##### ページ本文 #####
この企業、10年ぐらい前までは店舗で勢いを感じたものなのですが、最近は力強さをめっきり感じなくなってしまいました。創業社長が退いて娘婿が経営をはじめてからオペレーションパワーが弱くなったように思ってます。


しばらく投資企業の傘下にいて、資産の整理をして企業価値を上げて、ひょっとするとその間に経営者が代わり、どこかにすべて売却して創業一族はお金を手にして退く、というシナリオなんじゃないでしょうかね。


<追記>
明日より研修のコーディネートで出張となるためアップデートがまばらとなりますがご容赦ください。時間があれば、店舗の情報でも載せたいと思っています。

投稿者: 鈴木敏仁 日時: 12:53 PM |

October 11, 2011

[フレッシュ&イージー] 狙い撃ちの規制がカリフォルニア州で成立

カリフォルニア州においてセルフレジしか置かない店でお酒を売ることができないとする規制が成立しました。来年の1月1日より販売が不可能となります。
お酒を売りたければ必ずフルサービスのレジを最低一つ設置しなければなりません。


この規制、フレッシュ&イージーを狙い撃ちするものであります。
セルフレジのみでお酒を売っているリテーラーはフレッシュ&イージーだけですから。

実は規制化に向けて後ろ盾となって強くプッシュしたのがUFCW(食品労働者組合)でして、なぜかというと、フレッシュ&イージーが非組合企業だからなんです。

UFCWは、ウォルマート、ターゲット、コストコ等の組合化を認めない大手企業に対してあらゆる手を使って攻撃をかける組織で、例えばウォルマートに対するアンチ運動が有名ですが、今回はお酒を武器にしてフレッシュ&イージーを狙い撃ちして成功したというわけです。


セルフレジとは言うものの必ず担当者が一人いて、酒をスキャンするとその店員が年齢確認するまで買えない仕組みになっているので、セルフレジでもほぼ問題ないと思います。

それとフルレジを最低一つ置くことを条件としているのですが、"セルフレジでお酒を買う"という購買行動はいずれにしても可能なわけで、フルレジが必要だとする意味がどこにあるのかよく分からない。
"フルレジのキャッシャーがセルフレジに目を光らせる"ということかもしれないけど、それならば、セルフでも担当者が一人いるわけだから何も変わりませんよね。


アメリカの酒規制は古い時代を引っ張っていてもともと不合理な点が多いのですが、ここに組合が絡むとさらに不合理になるということでしょうかね。


まあ消費者としてはいずれにしてもレジを通らなければならないのでそれほど大きな不都合はないのですが、フレッシュ&イージーはちょっと大変ですね。1月1日に向けて、フルレジを設置し、キャッシャーを雇わなければなりません。
何か抜け穴でも見つけない限り、コストアップは避けられない状況となりました。

投稿者: 鈴木敏仁 日時: 1:02 PM |

October 10, 2011

[フレッシュ&イージー] 赤字が縮小、この6ヶ月間がカギ

テスコが第2四半期の決算を発表し、その中で米国事業についてコメント、フレッシュ&イージーの赤字が減って来年度中の黒字化は予定通りだそうです。
##### データ記録 #####
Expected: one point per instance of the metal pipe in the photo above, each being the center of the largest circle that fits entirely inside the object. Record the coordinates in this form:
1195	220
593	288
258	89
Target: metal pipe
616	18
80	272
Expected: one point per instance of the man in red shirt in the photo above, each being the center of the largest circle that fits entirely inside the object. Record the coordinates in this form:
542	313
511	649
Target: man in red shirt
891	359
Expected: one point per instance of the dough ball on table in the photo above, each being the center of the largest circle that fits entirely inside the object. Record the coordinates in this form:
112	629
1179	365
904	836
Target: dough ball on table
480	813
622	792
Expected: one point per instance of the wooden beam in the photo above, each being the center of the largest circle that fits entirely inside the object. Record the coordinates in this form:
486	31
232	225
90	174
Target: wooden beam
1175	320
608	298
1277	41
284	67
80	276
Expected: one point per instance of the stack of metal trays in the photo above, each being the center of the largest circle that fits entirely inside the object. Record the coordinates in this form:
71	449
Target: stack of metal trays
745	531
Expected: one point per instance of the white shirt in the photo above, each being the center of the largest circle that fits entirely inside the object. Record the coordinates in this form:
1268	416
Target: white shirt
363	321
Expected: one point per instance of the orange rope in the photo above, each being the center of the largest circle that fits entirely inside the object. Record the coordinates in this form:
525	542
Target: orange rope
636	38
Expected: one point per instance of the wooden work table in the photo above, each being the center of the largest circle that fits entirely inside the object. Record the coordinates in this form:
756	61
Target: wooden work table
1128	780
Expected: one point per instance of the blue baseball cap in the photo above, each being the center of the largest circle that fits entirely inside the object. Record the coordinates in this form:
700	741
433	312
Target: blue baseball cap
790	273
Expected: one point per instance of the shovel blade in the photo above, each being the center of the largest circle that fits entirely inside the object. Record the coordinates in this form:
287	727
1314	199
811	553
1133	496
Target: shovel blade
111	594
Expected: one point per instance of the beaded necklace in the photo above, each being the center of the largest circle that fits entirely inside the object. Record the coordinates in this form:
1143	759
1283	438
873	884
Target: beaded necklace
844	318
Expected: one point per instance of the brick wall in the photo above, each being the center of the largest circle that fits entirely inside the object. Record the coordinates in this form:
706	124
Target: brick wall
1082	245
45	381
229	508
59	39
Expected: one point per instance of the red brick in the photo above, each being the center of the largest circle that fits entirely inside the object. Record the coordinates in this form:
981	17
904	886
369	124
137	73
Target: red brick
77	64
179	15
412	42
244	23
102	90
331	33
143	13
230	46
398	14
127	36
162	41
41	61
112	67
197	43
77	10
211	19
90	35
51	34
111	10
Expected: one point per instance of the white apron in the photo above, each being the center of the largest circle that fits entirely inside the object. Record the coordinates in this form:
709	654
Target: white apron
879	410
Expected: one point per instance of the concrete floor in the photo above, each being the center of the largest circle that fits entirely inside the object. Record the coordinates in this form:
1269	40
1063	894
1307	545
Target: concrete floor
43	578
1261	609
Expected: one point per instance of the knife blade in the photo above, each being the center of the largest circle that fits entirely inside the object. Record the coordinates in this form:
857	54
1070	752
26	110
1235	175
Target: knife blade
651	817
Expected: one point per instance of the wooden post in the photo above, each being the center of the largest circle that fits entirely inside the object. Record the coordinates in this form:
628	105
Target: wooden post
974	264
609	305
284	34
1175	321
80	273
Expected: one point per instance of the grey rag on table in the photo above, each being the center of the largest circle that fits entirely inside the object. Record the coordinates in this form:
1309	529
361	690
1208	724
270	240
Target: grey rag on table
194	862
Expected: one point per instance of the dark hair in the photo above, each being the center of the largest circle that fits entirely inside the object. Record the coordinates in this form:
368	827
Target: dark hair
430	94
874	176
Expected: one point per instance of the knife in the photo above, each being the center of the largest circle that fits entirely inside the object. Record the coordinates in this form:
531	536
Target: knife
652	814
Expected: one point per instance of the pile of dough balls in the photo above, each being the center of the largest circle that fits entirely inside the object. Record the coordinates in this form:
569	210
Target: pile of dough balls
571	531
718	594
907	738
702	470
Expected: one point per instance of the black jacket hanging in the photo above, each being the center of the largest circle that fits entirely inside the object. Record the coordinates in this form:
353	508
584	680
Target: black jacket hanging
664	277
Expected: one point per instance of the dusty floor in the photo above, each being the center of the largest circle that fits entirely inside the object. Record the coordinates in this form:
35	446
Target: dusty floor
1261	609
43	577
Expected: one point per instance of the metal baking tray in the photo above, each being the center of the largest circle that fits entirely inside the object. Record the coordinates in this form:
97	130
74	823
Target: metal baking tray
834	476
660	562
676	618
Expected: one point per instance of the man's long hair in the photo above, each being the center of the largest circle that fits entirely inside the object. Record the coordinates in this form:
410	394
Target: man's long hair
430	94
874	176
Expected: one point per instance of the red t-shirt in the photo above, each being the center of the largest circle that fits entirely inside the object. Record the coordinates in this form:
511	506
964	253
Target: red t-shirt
#####
__課題 1__
本文の「カリフォルニア州においてセル」から「が非組合企業だからなんです。」までを書き写してください。
__課題 2__
次の(a)〜(c)が本文と一致するかを「はい」か「いいえ」で答え、判断の決め手となる本文の語句をそのまま引用してください。
(a) カリフォルニア州の規制によって、来年の1月1日から販売が不可能となる。
(b) 規制化を後ろ盾として強く推し進めたのはウォルマートである。
(c) テスコによれば、フレッシュ&イージーの黒字化は予定より遅れる見通しである。
__課題 3__
本文に基づき、次の問いに答えてください。
(a) お酒を売りたい店が最低一つ設置しなければならないものは何ですか。
(b) UFCWがフレッシュ&イージーを狙った理由として、本文は何を挙げていますか。
(c) テスコが発表したのは第何四半期の決算ですか。

__解答 1__
カリフォルニア州においてセルフレジしか置かない店でお酒を売ることができないとする規制が成立しました。来年の1月1日より販売が不可能となります。
お酒を売りたければ必ずフルサービスのレジを最低一つ設置しなければなりません。


この規制、フレッシュ&イージーを狙い撃ちするものであります。
セルフレジのみでお酒を売っているリテーラーはフレッシュ&イージーだけですから。

実は規制化に向けて後ろ盾となって強くプッシュしたのがUFCW(食品労働者組合)でして、なぜかというと、フレッシュ&イージーが非組合企業だからなんです。

__解答 2__
(a) はい。「来年の1月1日より販売が不可能となります。」
(b) いいえ。「実は規制化に向けて後ろ盾となって強くプッシュしたのがUFCW(食品労働者組合)でして」
(c) いいえ。「フレッシュ&イージーの赤字が減って来年度中の黒字化は予定通りだそうです。」

__解答 3__
(a) フルサービスのレジ
(b) フレッシュ&イージーが非組合企業であること
(c) 第2四半期